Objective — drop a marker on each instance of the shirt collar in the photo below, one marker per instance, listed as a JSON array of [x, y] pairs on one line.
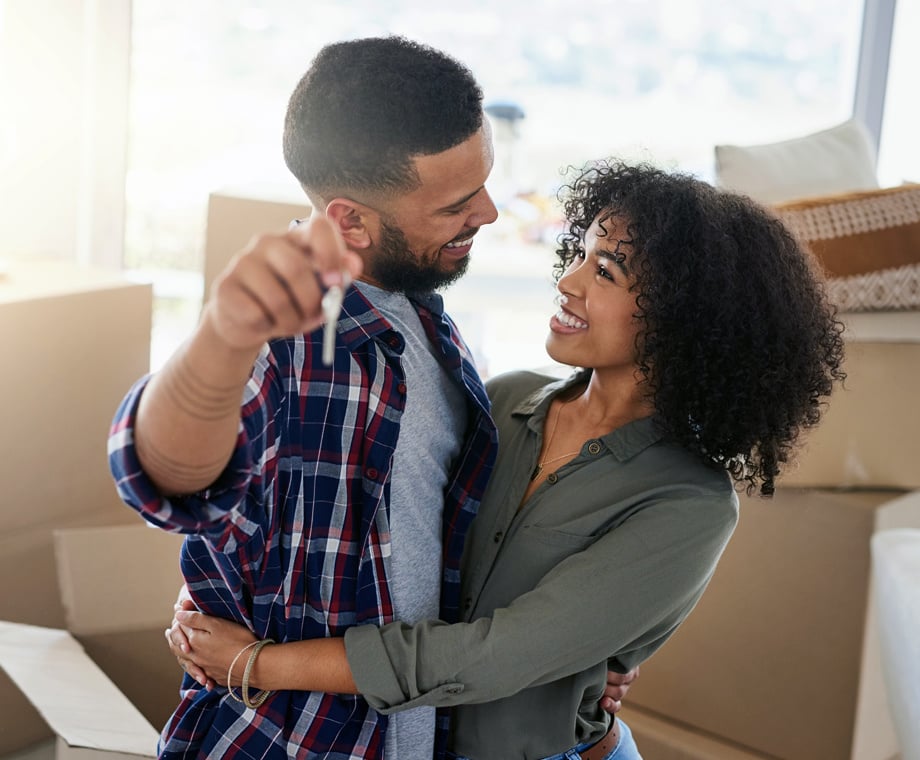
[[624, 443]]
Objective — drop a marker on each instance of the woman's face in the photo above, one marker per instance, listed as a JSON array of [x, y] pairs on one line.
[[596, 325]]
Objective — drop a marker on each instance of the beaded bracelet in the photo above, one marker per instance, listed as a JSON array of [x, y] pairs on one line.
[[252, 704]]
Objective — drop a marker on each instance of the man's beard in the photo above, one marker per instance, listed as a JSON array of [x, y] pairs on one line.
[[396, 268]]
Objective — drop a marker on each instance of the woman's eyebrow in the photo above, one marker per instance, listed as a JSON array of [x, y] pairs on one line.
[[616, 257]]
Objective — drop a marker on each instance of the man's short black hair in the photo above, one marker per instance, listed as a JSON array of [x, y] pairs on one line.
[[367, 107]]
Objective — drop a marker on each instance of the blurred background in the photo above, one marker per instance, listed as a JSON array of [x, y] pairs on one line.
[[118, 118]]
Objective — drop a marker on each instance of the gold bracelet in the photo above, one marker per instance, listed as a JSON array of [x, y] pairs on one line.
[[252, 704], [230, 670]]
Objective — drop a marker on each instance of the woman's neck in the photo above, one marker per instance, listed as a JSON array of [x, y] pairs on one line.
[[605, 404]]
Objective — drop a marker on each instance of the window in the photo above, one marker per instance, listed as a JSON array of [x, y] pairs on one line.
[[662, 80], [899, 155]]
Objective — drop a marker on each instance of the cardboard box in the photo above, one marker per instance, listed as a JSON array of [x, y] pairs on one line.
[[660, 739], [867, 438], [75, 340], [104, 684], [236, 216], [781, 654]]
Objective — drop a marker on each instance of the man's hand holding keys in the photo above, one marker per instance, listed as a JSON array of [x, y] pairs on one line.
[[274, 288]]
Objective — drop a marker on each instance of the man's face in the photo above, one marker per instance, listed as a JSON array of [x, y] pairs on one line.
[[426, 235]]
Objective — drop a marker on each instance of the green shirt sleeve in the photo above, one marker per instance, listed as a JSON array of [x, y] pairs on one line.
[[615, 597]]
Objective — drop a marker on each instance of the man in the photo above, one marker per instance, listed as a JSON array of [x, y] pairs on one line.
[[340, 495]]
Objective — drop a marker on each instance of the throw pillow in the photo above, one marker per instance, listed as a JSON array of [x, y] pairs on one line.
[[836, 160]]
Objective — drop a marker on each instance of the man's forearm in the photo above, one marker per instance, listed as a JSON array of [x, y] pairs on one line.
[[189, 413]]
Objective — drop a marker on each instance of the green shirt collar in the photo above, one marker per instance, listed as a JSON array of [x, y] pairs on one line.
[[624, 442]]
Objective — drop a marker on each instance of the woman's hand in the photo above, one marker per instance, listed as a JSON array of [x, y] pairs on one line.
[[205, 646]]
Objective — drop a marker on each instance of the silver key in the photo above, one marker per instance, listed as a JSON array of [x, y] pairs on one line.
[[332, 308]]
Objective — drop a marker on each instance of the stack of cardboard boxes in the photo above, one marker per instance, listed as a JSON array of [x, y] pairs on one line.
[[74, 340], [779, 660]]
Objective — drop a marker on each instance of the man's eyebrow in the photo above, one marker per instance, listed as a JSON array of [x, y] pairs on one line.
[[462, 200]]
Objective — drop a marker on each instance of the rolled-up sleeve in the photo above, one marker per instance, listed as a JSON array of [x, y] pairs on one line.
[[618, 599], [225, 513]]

------------------------------------------------

Print the lines of the entries, exactly, from the one containing "Objective — drop a marker on each instance of the silver" down to the final line, and leave out all the others.

Objective — drop a marker on each instance of the silver key in the photo above, one marker per instance, listed as a JSON array of [x, y] pairs on one line.
[[332, 308]]
Objective — drop a marker on each instance of the stack of cardboard boxes in the photo above, one marker per instance, listed as a JSON array of [x, y] pairs on one line.
[[74, 340], [779, 660]]
Objective — drop a marker on each instance of the man's eyebrow in the photo above, one marker per instance, listed as a JSON array of [x, y] pairs on one line.
[[462, 200]]
Objective — drop a marker on each instance of the rolled-up sleeve in the photo above, one marker per instance, listed as a JSON array of [x, y] pairs on one line.
[[618, 599], [225, 513]]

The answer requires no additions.